QUESTIONS TO ANSWER.
(1) In the gap cover article, up to what percentage of scheme tariff does TRA's gap cover pay on authorized in-hospital procedures?
(2) Edit the part of the gap cover article that opens with the words containing "The catch with" and closes with "cover in place.", swapping "your pocket" for "your own savings".

QUOTED PASSAGE.
A hospital plan is one of the medical aid options in South Africa, regulated under the Medical Schemes Act, with the catch that it only pays for in-hospital costs. That means you still qualify for gap cover with a hospital plan, exactly as you would with comprehensive medical aid. Pairing the two often costs less per month than full comprehensive cover, while still protecting you against the in-hospital tariff shortfalls that can put households into debt.
South African medical aid contributions rose between 6.8% and 9.9% across the major open schemes for 2026, according to BusinessTech, comfortably above the 3.3% inflation ceiling recommended by the Council for Medical Schemes. For households watching their budgets, a hospital plan paired with gap cover has become a viable middle ground, between dropping cover entirely and staying on a full comprehensive plan.
Why Pair a Hospital Plan With Gap Cover?
The case for the combination starts with cost. Comprehensive medical aid for a single adult on a top-tier plan can run from R4,500 to R9,000 or more per month in 2026, depending on the scheme and plan. A hospital plan with the same scheme typically costs a fraction of that, since it strips out day-to-day GP visits, dental, optometry and most chronic medication.
The catch with a hospital-only approach is the specialist tariff shortfall. When you are admitted to hospital, your anaesthetist, surgeon and other specialists often charge between 200% and 500% of scheme tariff. Your hospital plan only pays up to its set tariff rate. The rest comes from your pocket unless you have gap cover in place.
Gap cover sits on top of any registered medical scheme and pays that shortfall up to a defined percentage of tariff. Both hospital plans and comprehensive plans qualify. TRA’s gap cover, for example, pays up to 700% of scheme tariff on authorised in-hospital procedures.
Is a Hospital Plan Medical Aid? How Both Work With Gap Cover
Yes, a hospital plan is a registered medical aid product under South African law. Most South Africans assume the only path to private healthcare protection is a comprehensive medical aid plan, but the reality is broader. Two products legally pair to give you strong hospital cover without the comprehensive medical aid premium.
A hospital plan covers your in-hospital costs at the scheme’s tariff rate. That typically includes hospital ward fees, theatre fees, prescribed medication during admission and authorised specialist consultations during your stay. Discovery’s KeyCare plans, for example, cover in-hospital specialist services up to 100% of the Discovery Health Rate.

Region pointing data.

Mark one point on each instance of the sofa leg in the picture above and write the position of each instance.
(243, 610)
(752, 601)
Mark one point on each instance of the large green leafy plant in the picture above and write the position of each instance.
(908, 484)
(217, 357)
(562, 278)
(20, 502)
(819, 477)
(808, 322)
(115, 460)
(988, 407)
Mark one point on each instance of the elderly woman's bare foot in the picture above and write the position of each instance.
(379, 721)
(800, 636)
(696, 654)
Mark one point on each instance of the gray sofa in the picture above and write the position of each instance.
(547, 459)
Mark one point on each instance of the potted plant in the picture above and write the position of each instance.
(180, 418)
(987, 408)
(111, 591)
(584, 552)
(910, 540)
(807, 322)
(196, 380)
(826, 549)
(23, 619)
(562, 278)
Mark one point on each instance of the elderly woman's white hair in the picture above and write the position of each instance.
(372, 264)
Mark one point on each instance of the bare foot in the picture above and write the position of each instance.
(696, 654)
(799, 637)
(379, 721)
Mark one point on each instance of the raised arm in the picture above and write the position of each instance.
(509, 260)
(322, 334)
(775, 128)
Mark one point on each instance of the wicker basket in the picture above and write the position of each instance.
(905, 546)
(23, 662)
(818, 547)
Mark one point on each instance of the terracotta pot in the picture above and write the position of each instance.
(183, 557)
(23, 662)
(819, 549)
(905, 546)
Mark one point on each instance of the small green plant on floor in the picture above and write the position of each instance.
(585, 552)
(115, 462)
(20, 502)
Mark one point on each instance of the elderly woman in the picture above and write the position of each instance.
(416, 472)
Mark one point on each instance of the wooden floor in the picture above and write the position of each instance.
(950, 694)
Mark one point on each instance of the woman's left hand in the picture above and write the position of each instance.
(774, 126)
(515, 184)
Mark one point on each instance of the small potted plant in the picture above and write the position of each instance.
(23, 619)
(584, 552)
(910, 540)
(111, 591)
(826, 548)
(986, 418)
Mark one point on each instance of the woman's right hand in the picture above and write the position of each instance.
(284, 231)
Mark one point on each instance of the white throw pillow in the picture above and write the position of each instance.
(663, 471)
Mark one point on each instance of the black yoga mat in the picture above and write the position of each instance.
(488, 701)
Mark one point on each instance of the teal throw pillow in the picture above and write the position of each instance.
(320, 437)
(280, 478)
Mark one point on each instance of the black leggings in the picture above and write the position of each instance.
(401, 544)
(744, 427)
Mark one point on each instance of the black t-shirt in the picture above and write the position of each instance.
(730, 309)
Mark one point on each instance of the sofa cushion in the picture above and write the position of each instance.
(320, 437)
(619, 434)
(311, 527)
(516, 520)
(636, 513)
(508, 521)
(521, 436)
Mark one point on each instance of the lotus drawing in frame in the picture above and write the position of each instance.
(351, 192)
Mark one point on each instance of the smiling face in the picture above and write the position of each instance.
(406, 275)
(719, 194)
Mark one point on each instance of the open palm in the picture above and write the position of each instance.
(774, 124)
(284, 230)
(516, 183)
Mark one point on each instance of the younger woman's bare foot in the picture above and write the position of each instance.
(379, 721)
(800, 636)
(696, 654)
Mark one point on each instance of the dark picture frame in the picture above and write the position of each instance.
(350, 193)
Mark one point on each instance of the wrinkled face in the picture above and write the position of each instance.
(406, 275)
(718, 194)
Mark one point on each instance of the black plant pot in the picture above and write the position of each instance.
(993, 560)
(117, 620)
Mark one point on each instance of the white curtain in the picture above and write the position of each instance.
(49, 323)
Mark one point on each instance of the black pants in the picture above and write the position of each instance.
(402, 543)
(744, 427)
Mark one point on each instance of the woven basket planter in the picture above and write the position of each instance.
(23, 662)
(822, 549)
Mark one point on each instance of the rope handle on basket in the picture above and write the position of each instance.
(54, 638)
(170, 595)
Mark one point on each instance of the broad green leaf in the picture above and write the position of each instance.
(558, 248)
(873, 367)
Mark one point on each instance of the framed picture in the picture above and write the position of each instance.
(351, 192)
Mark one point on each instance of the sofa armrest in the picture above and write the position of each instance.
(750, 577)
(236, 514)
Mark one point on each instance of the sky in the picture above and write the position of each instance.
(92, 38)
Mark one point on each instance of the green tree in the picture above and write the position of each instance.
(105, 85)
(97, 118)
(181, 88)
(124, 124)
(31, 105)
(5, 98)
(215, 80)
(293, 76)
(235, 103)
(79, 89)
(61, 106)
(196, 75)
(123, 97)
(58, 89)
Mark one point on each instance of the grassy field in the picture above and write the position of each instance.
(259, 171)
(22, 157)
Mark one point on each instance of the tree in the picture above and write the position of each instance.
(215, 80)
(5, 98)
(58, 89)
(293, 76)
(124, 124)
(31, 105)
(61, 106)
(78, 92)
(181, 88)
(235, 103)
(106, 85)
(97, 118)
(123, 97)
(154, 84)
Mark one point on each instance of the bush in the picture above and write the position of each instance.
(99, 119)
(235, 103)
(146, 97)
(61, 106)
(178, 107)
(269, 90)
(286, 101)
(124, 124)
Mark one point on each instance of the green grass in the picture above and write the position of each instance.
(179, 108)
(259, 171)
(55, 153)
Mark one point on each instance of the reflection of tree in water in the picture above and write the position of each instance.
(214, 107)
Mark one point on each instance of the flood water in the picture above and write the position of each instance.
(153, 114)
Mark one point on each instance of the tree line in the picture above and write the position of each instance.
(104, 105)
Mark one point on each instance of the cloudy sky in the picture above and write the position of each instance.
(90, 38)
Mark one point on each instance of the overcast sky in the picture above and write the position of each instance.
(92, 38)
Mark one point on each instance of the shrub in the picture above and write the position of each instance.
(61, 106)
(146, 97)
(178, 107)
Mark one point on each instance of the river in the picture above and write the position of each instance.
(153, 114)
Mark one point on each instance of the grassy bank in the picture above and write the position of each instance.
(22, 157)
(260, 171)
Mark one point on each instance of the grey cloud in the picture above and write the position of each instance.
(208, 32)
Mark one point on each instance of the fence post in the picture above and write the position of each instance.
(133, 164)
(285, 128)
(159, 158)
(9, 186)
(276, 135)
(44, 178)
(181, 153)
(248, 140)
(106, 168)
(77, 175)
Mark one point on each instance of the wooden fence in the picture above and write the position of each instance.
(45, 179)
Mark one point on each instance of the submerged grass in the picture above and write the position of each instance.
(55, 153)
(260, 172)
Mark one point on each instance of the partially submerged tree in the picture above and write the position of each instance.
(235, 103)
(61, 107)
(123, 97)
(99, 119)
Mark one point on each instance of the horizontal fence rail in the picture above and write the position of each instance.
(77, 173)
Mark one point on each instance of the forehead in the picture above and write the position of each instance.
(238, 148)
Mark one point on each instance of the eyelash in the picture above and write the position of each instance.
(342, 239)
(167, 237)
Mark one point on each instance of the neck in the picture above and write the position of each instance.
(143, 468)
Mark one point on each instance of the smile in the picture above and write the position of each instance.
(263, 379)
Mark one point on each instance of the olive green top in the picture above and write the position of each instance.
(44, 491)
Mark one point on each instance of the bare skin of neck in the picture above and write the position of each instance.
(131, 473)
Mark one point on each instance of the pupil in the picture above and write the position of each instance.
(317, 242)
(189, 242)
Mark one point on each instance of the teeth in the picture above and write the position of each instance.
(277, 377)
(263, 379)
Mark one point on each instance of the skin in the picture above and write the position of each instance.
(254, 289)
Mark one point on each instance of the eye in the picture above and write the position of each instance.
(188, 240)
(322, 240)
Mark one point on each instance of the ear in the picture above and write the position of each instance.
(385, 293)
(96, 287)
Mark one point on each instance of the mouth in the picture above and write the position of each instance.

EXERCISE RESPONSES.
(1) Up to 700% of scheme tariff.

(2)
The catch with a hospital-only approach is the specialist tariff shortfall. When you are admitted to hospital, your anaesthetist, surgeon and other specialists often charge between 200% and 500% of scheme tariff. Your hospital plan only pays up to its set tariff rate. The rest comes from your own savings unless you have gap cover in place.